Passage shown:

########################################

US20110154124A1

US20110154124A1 - Method and device for preventing failure

Info

Publication number: US20110154124A1
Application number: US12/992,969
Authority: US
Inventors: Eric Blot-Lefevre
Original assignee: TRUSTSEED Sas
Current assignee: TRUSTSEED Sas
Priority date: 2008-05-16
Filing date: 2009-05-12
Publication date: 2011-06-23
Also published as: FR2931324A1; ATE544254T1; EP2286526B1; EP2286526A2; FR2931324B1; WO2009138405A2; WO2009138405A3

Abstract

The method of tracking the evolution of a physical quantity comprises:

- a step of storing a plurality of dates of transmissions of numerical values requested by requests issued by so-called “requesting” entities destined for the same so-called “issuing” entity sending numerical values,
- for each so-called transmission actually carried out subsequent to a so-called request, a step of storing the date of transmission and a step of determining the lag between the date of the actual transmission and the corresponding requested transmission date,
- for each of a plurality of predetermined durations, a step of determining a statistical quantity representative of the so-called lags,
- a step of determining the evolution of said statistical quantity between at least two of the so-called predetermined durations and
- a step of comparing said evolution with a predetermined limit value.

Description

This application is a national phase application under §371 of PCT/EP2009/055726, filed May 12, 2009, which claims priority to French Patent Application No. 0802715, filed May 16, 2008, the entire content of which is expressly incorporated herein by reference.

BACKGROUND OF THE INVENTION

The present invention relates to a method of and a device for tracking the evolution of a physical quantity. It applies, in particular, to the tracking of the evolution of lags in transmission of numerical values from an entity, said lags being measured between the moment when the transmission is requested and the moment when it is actually carried out.
The detection of risks of suspension of transmissions of numerical values originating from an entity is currently too slow in relation to users' requirements. Stated otherwise, the suspension has generally already taken place when the computer systems concerned detect it.

SUMMARY OF THE INVENTION

The present invention is aimed at remedying these drawbacks.
For this purpose, according to a first aspect, the present invention is aimed at a method of tracking the evolution of a physical quantity, comprising:

By virtue of these provisions, it is possible to detect a risk of disturbance or of suspension of transmission on the part of said entity, before it occurs. For example, the risks of failures relate to numerical values intended for actuators of physical systems or transfers of monetary values.
According to particular characteristics, in the course of the step of storing a plurality of requested transmission dates, each date requested by a plurality of “requesting” entities destined for the same “issuing” entity is stored.
Thus, the implementation of the present invention does not make it necessary to store all the dates of requests issued destined for the issuing entity. This implementation is thus simplified.
According to particular characteristics, in the course of the step of determining a statistical quantity representative of the so-called lags, an average is determined, for a so-called predetermined duration, of the lags determined in the course of the lag determination step.
The statistical quantity is therefore very easy to determine.

########################################

Information shown:
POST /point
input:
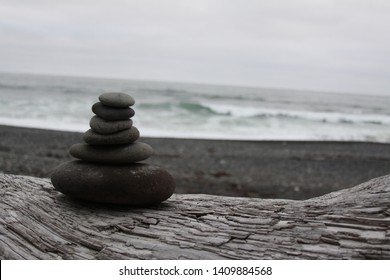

########################################

What is asked:
1. Answer these questions from the patent page.
(a) Who is listed as the inventor?
(b) What priority date does the page give?
(c) In the step of determining a statistical quantity representative of the lags, what is determined for a predetermined duration?
2. List every publication number that the patent page gives under "Also published as".
3. Quote the stretch of the patent page from "The present invention relates" through "actually carried out.".

Task-by-task results:
1.
(a) Eric Blot-Lefevre
(b) 2008-05-16
(c) An average of the lags determined in the lag determination step

2.
FR2931324A1
ATE544254T1
EP2286526B1
EP2286526A2
FR2931324B1
WO2009138405A2
WO2009138405A3

3.
The present invention relates to a method of and a device for tracking the evolution of a physical quantity. It applies, in particular, to the tracking of the evolution of lags in transmission of numerical values from an entity, said lags being measured between the moment when the transmission is requested and the moment when it is actually carried out.